* **Data extracts**
*** Begin section ***
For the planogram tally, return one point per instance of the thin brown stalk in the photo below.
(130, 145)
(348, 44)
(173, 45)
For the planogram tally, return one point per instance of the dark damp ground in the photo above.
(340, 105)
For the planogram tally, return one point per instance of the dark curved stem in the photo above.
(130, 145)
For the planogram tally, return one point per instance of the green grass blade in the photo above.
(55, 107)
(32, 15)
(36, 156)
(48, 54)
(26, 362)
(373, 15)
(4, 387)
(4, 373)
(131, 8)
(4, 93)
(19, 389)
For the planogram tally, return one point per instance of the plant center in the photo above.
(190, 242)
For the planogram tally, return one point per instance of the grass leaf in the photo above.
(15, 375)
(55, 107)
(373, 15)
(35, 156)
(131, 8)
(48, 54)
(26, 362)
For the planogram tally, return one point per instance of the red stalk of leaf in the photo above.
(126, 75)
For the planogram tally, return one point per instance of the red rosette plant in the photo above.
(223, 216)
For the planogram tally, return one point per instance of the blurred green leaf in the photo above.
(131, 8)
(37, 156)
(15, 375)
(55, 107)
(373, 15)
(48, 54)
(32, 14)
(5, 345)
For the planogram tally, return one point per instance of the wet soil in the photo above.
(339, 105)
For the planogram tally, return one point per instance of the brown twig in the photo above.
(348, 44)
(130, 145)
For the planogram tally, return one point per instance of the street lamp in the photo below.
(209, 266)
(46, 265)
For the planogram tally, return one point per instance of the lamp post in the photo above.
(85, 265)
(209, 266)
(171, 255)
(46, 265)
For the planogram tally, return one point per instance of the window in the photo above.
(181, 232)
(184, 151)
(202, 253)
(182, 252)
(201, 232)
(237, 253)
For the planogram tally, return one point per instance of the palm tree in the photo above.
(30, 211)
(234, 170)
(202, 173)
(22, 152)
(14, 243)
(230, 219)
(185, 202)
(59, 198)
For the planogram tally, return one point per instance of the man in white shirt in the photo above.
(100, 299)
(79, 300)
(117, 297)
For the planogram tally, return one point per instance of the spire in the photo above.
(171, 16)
*** End section ***
* **Task instructions**
Word for word, return each of the entries.

* **Output of the task**
For the planogram tally, return one point per instance of the thin brown stalk in the photo below.
(130, 145)
(348, 44)
(173, 45)
For the planogram tally, return one point per instance of the dark damp ground in the photo above.
(340, 105)
For the planogram tally, return one point per instance of the dark curved stem in the photo above.
(130, 145)
For the planogram tally, return one point per instance of the green grass blade in the photo above.
(55, 107)
(32, 15)
(36, 156)
(48, 54)
(26, 362)
(373, 15)
(4, 387)
(4, 373)
(131, 8)
(4, 93)
(19, 389)
For the planogram tally, return one point per instance of the plant center in the photo above.
(190, 242)
For the planogram tally, return one point per instance of the grass leaf in the photo above.
(15, 375)
(55, 107)
(373, 15)
(35, 156)
(131, 8)
(48, 54)
(26, 362)
For the planogram tally, return one point per instance of the red stalk of leaf in the photo above.
(126, 75)
For the planogram tally, return one point per instance of the red rosette plant in the photo above.
(223, 216)
For the planogram tally, return one point per instance of the blurred green leaf in the photo above.
(131, 8)
(37, 156)
(15, 375)
(55, 107)
(373, 15)
(48, 54)
(32, 14)
(5, 345)
For the planogram tally, return one point per instance of the wet soil in the photo above.
(339, 105)
For the planogram tally, return one point per instance of the brown twig in the photo above.
(348, 44)
(130, 145)
For the planogram tally, return one point per instance of the street lamp in the photo below.
(209, 266)
(46, 265)
For the planogram tally, return one point per instance of the lamp post in the photo above.
(85, 265)
(209, 266)
(171, 255)
(46, 265)
For the planogram tally, return one point per instance of the window in the photo above.
(181, 232)
(184, 151)
(202, 253)
(182, 252)
(201, 232)
(237, 253)
For the planogram tally, return one point per instance of the palm tree in the photo above.
(30, 211)
(234, 170)
(202, 173)
(22, 152)
(14, 243)
(230, 219)
(185, 202)
(59, 198)
For the planogram tally, return one point per instance of the man in white shirt in the photo above.
(100, 299)
(79, 300)
(117, 297)
For the planogram tally, return one point per instance of the spire in the photo above.
(171, 16)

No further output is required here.